Adichie does some interesting things with reflection within this story, revealing that things have happened, then going onto another time and subject, and finally coming back to explain how that thing had happened. It sometimes creates the feeling that one has missed something, but I think it also causes the reader to focus and pay more attention to what’s going on.

I’ve heard Adichie speak on this book, and recall her saying that one of its aims was to show us that many in Africa actually live in the middle class, a fact that seems obvious to me but I guess isn’t very widely realized in the West. It also seems that she wanted to show Americans what our culture looks like to people not born into it, which I found fascinating. The main female character becomes interested in and works during the election of president Obama, noting the effect that had on people from Africa as well.

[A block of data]
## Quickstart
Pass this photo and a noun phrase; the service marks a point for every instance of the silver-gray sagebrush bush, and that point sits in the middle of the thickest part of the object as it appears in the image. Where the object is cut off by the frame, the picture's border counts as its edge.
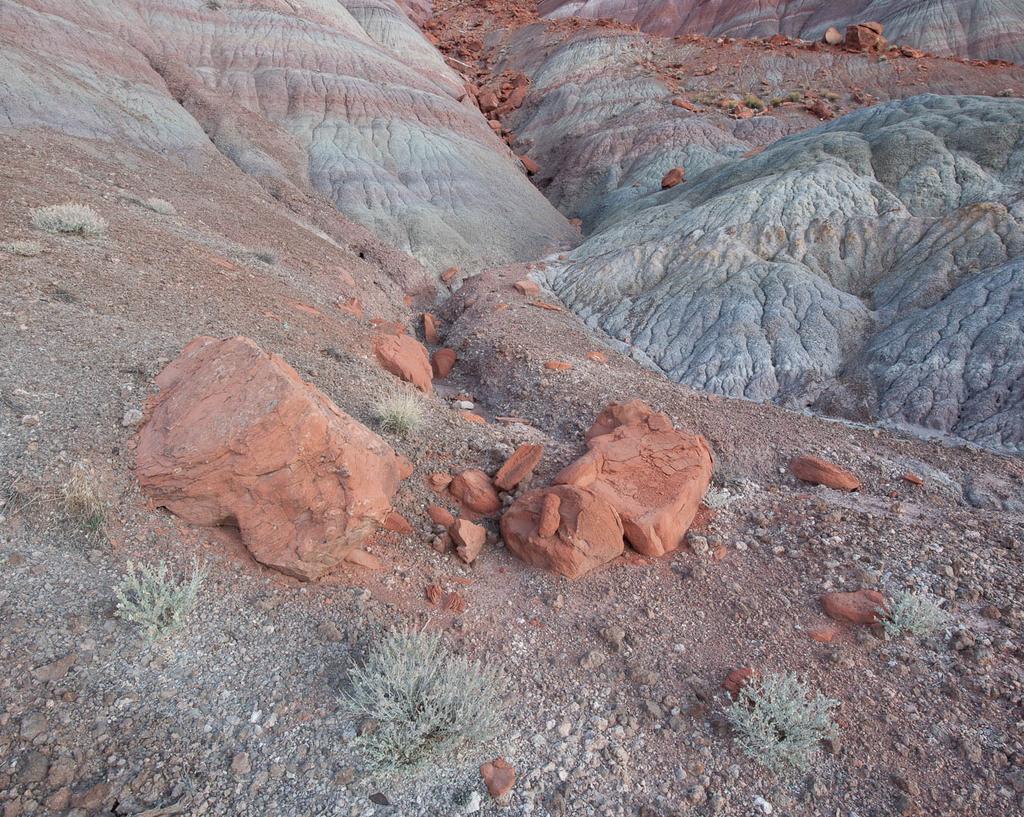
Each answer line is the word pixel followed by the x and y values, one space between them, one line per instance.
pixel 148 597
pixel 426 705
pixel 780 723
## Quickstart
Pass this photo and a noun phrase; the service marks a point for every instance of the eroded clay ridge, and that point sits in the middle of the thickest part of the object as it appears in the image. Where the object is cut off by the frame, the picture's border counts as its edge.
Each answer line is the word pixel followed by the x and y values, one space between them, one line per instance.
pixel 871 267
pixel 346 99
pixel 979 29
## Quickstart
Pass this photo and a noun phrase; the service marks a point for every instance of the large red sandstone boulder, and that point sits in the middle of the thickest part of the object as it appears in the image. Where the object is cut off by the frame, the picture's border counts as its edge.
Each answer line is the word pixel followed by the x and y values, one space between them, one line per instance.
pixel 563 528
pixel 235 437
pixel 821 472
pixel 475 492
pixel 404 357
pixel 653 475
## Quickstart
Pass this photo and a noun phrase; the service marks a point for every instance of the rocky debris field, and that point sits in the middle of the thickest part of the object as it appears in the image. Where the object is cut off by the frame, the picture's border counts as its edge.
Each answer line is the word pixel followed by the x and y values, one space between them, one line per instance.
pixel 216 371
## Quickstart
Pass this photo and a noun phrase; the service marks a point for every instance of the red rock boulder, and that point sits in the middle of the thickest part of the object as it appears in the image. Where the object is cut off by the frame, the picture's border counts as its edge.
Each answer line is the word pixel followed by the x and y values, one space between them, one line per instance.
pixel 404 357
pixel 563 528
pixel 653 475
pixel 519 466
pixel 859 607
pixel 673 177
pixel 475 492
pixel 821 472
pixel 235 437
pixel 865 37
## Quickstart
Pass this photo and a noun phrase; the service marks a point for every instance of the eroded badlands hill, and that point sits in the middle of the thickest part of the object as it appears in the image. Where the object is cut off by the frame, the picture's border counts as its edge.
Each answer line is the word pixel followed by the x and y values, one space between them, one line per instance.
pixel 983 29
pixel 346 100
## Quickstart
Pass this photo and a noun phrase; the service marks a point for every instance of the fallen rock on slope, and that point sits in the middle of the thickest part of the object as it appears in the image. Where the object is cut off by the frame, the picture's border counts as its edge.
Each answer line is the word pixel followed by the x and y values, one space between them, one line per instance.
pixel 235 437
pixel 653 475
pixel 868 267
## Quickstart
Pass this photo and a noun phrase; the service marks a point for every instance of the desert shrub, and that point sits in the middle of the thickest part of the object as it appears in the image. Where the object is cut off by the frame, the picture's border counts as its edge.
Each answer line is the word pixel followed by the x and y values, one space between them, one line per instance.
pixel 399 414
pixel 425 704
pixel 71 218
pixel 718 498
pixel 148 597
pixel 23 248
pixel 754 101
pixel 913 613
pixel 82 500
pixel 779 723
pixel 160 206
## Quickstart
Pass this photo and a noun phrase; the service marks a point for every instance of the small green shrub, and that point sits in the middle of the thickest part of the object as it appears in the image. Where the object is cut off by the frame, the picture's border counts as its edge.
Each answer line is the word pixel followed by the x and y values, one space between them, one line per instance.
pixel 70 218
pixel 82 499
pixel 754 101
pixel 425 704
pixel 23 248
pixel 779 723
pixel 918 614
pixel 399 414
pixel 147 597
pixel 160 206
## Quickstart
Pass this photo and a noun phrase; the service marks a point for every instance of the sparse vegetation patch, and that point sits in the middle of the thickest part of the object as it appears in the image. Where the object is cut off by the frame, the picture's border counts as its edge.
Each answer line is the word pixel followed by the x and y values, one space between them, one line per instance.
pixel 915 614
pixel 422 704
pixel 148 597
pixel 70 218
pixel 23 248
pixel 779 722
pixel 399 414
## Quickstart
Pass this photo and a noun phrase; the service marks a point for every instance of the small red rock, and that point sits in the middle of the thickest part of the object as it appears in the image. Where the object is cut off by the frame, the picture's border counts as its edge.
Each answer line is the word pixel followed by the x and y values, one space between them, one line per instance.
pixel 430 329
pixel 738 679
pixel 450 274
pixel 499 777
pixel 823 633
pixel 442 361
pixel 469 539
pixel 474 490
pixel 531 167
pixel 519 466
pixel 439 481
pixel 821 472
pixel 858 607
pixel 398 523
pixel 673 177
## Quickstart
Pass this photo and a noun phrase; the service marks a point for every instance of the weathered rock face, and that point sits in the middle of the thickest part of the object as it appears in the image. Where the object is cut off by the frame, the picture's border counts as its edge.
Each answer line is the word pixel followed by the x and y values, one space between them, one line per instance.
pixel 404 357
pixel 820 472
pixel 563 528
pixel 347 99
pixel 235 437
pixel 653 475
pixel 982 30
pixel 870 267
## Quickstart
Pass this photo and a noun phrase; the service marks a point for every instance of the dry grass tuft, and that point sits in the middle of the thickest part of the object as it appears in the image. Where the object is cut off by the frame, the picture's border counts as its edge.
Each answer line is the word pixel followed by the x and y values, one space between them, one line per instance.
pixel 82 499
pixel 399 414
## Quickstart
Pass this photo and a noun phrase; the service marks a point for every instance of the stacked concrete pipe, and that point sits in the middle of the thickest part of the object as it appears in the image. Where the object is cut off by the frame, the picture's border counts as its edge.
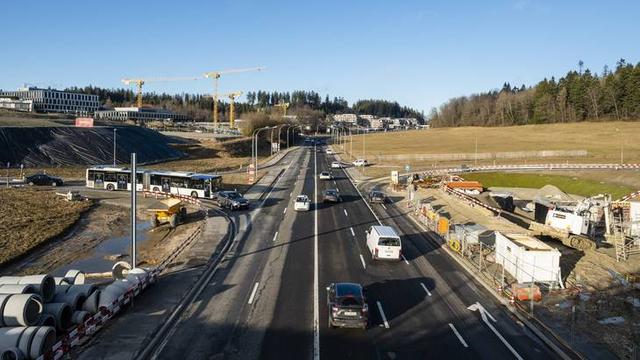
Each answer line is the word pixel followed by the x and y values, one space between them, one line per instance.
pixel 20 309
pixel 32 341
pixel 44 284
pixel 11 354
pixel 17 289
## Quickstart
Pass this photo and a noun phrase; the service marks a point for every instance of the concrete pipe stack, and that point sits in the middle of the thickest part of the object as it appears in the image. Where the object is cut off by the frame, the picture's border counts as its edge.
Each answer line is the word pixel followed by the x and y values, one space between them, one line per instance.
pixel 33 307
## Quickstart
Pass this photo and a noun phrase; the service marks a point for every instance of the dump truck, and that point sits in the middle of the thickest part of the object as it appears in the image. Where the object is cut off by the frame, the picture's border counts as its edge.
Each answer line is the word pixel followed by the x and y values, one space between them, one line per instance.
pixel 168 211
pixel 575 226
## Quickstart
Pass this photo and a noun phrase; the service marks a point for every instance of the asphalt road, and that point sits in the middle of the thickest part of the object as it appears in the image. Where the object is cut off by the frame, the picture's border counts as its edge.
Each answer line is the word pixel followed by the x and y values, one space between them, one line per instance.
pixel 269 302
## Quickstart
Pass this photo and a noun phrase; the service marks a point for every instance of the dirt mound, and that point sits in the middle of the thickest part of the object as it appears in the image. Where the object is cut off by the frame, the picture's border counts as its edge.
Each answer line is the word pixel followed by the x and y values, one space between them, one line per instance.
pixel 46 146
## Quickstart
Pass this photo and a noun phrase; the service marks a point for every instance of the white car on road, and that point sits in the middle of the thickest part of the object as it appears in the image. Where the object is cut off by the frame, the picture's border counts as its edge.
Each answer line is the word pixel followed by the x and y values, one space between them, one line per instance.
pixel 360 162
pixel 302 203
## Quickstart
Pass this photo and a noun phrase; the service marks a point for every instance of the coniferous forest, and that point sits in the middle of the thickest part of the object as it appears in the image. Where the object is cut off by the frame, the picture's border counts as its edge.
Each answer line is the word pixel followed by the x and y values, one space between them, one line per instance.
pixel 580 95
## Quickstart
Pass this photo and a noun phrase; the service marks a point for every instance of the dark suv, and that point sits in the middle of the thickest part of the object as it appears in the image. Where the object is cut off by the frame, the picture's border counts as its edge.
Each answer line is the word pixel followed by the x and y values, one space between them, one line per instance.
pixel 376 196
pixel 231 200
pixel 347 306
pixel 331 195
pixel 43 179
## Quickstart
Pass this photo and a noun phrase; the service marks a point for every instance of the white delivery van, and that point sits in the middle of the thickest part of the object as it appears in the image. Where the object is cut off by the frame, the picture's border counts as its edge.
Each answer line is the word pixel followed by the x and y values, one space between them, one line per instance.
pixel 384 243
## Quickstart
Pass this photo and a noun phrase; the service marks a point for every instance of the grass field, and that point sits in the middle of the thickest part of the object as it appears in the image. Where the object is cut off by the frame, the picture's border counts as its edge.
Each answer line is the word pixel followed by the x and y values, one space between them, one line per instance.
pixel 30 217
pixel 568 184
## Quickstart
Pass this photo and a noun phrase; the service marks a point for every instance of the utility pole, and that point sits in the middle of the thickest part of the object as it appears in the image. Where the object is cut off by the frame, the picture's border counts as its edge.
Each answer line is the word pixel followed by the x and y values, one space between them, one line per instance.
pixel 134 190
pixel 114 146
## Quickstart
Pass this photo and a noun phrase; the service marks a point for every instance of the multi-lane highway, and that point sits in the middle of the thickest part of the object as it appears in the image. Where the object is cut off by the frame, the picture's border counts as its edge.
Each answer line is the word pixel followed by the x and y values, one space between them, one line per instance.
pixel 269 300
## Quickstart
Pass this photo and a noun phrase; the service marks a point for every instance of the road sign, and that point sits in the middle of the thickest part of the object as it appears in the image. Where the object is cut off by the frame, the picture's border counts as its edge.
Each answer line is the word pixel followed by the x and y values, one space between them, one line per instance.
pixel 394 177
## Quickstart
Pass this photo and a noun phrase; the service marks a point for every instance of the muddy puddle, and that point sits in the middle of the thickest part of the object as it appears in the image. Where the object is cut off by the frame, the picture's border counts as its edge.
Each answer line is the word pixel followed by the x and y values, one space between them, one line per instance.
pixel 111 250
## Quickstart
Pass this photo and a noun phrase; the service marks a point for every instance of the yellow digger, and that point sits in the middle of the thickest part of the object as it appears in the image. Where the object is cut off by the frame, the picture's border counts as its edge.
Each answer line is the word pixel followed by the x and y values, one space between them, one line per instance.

*THE TASKS*
1. In the review of Adichie's book, what does the reviewer recall Adichie saying was one of the book's aims?
2. Continue the review of Adichie's book from its last sentence.

*PER-TASK OUTPUTS*
1. To show that many in Africa actually live in the middle class.

2.
My final observation would be that the character’s adjustment to American life, frought with difficulty, was so real that I almost had to put it down for a bit. I’ve never adjusted to life in another country of course, but her challenges reminded me too much of my own adjustments to graduate school in 2009/10. That part was very well written, though.

So overall, I would say that this was a good, inspirational read. You might enjoy it more if you read the audio version, as there are parts written in Ibo, which I think is one of the main languages in Nigeria. The narrator does a pretty good job at demonstrating the accents, though amusingly she still inserts the R sound between words that start with vowels, as the British do. I imagine that’s hard to avoid. If you can though, grab a copy and be ready to be transported all over time and space.